▶ **ENTRIES PROVIDED**:

☆ ☆ ☆ ☆

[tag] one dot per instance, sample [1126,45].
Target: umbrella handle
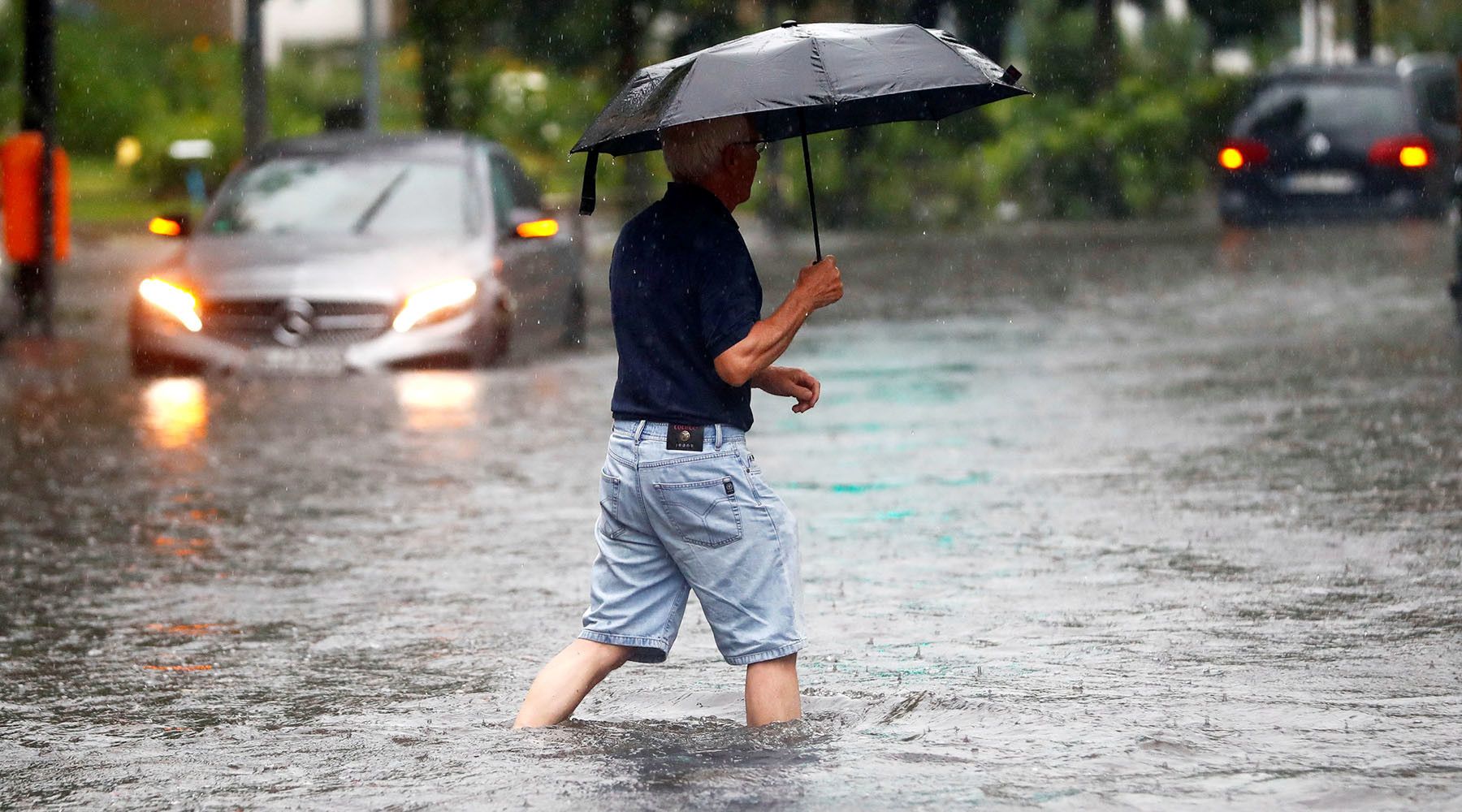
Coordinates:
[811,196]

☆ ☆ ☆ ☆

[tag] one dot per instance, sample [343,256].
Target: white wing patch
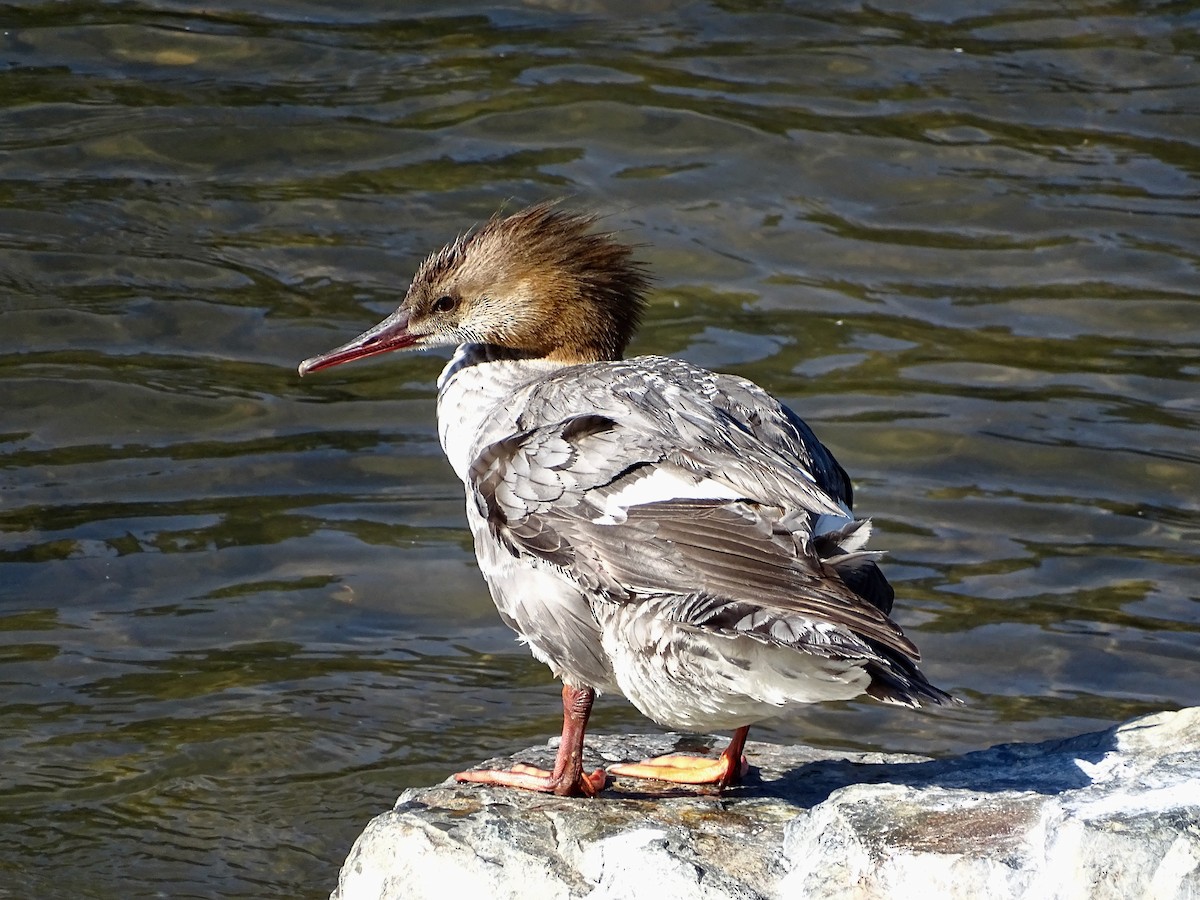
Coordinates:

☆ ☆ ☆ ☆

▶ **TASK DETAILS**: Identify each line in the data above that contains the word "sample", and copy those lines in full.

▶ **OUTPUT FOR THIS TASK**:
[tag] one dot per instance, sample [1126,45].
[tag] one dot per instance, sample [343,256].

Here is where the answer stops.